## Given request
Copy out, without any change, the lines of the records from the line with "Task: indicate the blue blanket" up to and including the line with "x=974, y=822".

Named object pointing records

-- Begin --

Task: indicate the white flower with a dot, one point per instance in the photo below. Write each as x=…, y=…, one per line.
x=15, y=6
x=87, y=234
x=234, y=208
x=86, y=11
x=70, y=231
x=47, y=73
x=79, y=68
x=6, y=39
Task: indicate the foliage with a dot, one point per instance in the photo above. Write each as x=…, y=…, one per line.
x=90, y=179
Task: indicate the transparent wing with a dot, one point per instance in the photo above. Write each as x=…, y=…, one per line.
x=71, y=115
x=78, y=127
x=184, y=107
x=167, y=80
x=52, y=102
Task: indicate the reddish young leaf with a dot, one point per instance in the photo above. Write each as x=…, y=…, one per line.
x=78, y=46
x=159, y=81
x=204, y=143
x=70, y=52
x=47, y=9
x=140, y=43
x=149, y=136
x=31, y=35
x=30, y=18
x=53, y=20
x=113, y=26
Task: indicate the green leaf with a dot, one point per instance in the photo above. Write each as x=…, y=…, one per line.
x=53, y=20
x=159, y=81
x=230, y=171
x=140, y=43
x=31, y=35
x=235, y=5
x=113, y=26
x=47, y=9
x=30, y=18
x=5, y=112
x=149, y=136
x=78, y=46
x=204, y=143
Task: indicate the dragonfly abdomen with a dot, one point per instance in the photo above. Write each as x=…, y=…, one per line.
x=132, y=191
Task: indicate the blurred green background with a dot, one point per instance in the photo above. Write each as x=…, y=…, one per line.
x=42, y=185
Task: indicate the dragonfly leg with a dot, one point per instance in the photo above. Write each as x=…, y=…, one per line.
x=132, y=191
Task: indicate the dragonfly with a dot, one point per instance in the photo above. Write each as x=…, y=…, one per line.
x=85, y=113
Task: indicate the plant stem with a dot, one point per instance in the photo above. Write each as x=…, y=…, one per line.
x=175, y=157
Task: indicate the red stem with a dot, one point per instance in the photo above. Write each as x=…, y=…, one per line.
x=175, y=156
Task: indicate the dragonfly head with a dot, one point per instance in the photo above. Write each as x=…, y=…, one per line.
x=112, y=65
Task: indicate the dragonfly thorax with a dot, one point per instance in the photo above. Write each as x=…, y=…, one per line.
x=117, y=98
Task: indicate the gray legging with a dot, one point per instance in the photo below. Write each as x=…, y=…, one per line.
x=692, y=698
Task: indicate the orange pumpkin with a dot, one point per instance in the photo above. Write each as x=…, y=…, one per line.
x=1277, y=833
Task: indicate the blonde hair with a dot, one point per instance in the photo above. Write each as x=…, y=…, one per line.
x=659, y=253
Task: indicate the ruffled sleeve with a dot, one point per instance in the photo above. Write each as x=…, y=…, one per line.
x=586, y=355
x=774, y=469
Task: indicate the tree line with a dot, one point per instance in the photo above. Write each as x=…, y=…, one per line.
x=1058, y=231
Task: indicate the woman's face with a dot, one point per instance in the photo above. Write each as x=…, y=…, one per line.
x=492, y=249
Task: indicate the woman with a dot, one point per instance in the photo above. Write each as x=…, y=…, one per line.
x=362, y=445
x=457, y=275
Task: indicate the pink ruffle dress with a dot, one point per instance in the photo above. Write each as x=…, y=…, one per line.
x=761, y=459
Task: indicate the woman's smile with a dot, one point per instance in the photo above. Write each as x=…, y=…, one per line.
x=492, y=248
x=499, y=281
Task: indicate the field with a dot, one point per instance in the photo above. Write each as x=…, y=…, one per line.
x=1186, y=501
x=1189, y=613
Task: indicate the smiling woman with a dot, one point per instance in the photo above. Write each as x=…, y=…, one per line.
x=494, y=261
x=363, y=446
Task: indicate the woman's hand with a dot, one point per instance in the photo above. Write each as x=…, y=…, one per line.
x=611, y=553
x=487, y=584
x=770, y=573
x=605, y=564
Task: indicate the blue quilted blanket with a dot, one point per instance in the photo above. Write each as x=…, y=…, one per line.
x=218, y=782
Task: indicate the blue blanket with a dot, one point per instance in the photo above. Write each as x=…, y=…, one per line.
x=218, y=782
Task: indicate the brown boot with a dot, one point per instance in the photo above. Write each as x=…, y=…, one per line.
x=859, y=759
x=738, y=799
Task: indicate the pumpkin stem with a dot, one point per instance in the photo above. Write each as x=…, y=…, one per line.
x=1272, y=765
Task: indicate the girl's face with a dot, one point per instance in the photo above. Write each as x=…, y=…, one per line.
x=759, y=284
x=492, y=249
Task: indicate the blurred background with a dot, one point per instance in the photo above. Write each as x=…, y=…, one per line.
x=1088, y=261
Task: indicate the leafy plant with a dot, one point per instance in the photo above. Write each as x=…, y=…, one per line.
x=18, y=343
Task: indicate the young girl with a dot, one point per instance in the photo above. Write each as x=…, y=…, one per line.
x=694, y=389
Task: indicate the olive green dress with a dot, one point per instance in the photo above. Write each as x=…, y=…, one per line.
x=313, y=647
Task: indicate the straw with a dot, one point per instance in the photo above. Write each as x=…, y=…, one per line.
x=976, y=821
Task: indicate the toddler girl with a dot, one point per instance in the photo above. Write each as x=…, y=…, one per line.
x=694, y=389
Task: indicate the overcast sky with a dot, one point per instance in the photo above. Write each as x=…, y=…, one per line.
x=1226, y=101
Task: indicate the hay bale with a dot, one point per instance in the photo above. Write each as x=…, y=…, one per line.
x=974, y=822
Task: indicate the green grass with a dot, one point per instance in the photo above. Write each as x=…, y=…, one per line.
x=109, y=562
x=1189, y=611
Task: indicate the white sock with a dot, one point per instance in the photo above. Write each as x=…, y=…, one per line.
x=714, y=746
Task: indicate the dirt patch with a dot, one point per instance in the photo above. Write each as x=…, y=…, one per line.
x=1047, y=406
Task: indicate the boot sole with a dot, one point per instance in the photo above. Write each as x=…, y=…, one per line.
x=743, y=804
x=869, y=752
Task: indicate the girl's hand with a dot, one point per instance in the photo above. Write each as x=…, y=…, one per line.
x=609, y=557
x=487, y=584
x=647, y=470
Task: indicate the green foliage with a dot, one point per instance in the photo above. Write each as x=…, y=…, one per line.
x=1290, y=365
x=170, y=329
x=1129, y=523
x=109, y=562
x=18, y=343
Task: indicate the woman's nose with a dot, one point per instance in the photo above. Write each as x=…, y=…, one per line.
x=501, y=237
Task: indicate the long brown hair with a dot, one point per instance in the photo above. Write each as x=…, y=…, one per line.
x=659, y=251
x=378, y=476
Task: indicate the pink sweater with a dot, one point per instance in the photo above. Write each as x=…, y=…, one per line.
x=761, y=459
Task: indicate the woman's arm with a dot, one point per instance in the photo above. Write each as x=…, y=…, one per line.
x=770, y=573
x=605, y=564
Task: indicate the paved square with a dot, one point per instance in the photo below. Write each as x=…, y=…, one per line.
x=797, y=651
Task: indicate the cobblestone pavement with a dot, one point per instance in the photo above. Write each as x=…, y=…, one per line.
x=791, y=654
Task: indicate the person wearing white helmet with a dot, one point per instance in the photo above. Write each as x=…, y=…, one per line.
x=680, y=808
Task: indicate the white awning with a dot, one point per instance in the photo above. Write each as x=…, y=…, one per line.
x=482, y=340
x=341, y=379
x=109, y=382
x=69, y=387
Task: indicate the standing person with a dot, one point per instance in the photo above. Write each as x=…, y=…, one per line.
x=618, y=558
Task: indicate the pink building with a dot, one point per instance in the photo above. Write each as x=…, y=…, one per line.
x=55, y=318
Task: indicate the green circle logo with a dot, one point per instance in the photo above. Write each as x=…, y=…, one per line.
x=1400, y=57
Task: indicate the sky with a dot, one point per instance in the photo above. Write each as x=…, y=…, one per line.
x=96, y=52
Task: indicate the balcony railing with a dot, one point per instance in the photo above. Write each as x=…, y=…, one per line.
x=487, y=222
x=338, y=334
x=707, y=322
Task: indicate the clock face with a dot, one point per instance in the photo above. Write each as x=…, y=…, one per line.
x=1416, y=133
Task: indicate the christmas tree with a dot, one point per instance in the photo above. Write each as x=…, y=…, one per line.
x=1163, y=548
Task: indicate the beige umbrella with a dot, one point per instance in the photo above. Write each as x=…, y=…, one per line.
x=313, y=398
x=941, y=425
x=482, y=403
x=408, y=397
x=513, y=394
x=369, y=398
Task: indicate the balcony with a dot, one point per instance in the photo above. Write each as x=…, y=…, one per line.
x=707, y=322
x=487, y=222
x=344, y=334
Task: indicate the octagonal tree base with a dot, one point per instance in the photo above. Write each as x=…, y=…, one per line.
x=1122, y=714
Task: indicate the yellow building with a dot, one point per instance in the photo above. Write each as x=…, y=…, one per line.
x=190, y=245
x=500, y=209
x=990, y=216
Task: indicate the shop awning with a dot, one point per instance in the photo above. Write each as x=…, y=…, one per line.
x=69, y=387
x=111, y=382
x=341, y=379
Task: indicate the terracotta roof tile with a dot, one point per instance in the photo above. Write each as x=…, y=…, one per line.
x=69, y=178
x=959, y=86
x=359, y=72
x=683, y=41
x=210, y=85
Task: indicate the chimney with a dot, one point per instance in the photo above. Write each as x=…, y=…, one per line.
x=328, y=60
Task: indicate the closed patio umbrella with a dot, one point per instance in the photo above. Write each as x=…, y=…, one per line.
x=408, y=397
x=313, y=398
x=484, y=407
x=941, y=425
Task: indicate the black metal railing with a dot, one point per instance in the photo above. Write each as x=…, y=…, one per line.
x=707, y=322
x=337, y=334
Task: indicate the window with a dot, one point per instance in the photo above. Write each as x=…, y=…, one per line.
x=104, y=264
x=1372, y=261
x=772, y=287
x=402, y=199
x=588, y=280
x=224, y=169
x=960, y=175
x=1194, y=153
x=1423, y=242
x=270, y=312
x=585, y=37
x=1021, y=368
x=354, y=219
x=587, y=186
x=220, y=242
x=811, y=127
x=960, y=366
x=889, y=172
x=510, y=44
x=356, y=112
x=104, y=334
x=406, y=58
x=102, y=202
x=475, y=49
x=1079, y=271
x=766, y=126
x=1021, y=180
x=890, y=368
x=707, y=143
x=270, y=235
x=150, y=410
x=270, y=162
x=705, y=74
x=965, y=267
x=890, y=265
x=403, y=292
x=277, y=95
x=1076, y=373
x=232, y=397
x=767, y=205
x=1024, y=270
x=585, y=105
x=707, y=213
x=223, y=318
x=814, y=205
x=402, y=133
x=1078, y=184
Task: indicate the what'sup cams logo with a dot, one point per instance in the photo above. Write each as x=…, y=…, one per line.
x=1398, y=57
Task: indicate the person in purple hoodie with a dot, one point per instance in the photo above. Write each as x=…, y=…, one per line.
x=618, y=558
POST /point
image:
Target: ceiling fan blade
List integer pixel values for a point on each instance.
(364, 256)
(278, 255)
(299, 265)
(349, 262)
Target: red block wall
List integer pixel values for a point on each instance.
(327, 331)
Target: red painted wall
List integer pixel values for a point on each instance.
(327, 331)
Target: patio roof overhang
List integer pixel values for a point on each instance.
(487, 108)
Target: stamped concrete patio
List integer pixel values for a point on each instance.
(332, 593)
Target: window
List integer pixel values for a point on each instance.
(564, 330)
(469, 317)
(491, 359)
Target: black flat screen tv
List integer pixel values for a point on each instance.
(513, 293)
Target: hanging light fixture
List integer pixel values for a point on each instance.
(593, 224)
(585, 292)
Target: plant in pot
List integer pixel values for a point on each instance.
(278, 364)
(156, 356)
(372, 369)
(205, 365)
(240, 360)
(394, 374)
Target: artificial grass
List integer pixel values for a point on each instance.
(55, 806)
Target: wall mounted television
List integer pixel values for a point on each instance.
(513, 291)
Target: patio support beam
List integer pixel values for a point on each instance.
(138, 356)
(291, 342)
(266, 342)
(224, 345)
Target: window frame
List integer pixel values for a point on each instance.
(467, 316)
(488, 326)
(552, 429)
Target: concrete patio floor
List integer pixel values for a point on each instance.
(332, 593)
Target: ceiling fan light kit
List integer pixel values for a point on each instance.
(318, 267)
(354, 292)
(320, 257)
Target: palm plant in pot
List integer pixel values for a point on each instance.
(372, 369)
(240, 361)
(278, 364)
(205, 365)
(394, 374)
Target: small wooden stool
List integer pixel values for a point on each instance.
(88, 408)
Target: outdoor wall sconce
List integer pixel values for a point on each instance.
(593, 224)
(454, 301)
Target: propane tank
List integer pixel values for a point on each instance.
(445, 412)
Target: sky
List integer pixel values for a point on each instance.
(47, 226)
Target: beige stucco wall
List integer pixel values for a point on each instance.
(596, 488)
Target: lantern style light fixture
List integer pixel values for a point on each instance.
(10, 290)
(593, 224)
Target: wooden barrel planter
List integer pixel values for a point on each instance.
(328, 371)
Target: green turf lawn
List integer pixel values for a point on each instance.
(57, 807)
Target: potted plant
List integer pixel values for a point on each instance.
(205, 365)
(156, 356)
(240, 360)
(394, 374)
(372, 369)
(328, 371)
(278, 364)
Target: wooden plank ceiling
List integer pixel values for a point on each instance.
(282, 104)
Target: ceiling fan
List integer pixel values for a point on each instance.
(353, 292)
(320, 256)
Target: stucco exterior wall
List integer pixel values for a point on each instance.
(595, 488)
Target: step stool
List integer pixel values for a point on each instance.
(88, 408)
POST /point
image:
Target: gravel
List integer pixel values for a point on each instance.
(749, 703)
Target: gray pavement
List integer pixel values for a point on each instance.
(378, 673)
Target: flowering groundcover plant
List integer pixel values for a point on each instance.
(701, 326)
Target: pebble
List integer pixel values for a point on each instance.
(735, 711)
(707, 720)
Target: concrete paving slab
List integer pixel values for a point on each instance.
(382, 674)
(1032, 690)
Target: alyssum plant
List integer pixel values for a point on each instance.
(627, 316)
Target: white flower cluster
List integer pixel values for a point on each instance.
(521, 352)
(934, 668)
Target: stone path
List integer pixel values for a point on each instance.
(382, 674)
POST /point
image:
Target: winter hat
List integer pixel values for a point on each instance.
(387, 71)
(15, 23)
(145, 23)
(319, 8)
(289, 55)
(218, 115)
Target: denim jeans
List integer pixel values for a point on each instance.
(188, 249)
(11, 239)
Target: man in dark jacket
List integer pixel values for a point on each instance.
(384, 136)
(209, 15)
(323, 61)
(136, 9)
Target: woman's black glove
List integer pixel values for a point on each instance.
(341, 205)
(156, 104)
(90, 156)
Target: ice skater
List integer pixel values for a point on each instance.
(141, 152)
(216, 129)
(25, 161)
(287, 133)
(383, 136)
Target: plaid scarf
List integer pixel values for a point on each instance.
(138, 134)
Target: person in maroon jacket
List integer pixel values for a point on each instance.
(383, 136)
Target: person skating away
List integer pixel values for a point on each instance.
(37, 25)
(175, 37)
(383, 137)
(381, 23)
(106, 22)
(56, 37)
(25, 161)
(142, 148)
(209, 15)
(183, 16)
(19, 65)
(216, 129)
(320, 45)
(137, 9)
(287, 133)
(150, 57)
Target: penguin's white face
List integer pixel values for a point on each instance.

-- End --

## Solved exercise
Task: indicate the blue blanket with a dot, one point per instance in the photo above. Write each as x=…, y=…, one per line.
x=218, y=782
Task: indicate the brown boot with a dot, one point per instance in the photo above. Write each as x=…, y=…, one per line.
x=859, y=759
x=738, y=799
Task: indicate the pumpkin stem with a dot, one point per instance in the photo above. Write each as x=…, y=…, one per line.
x=1272, y=765
Task: indicate the girl's face with a dot, one point per instance in the photo above. Write each as x=…, y=…, one per line.
x=759, y=284
x=492, y=249
Task: indicate the blurred background with a dot, one point per instance in the photo above. Write each as x=…, y=…, one per line.
x=1088, y=261
Task: indicate the leafy plant with a dot, one point per instance in the photo above. Write each as x=…, y=…, one per line.
x=18, y=343
Task: indicate the young girl with a dot, one point per instance in the photo above. Write each as x=…, y=…, one per line.
x=694, y=389
Task: indicate the olive green dress with a dot, one point per instance in the photo above. Write each as x=…, y=…, one per line.
x=313, y=647
Task: indicate the straw with a dot, one point per instance in the photo above. Write each as x=…, y=…, one per line.
x=976, y=821
Task: indicate the toddler girl with a dot, one point per instance in the photo above. Write each as x=…, y=…, one per line.
x=694, y=389
Task: indicate the overcast sky with a dot, one point per instance in the photo above. Write each as x=…, y=…, one per line.
x=1226, y=101
Task: indicate the hay bale with a dot, one point per instance in the photo above. Write each as x=…, y=…, one per line.
x=974, y=822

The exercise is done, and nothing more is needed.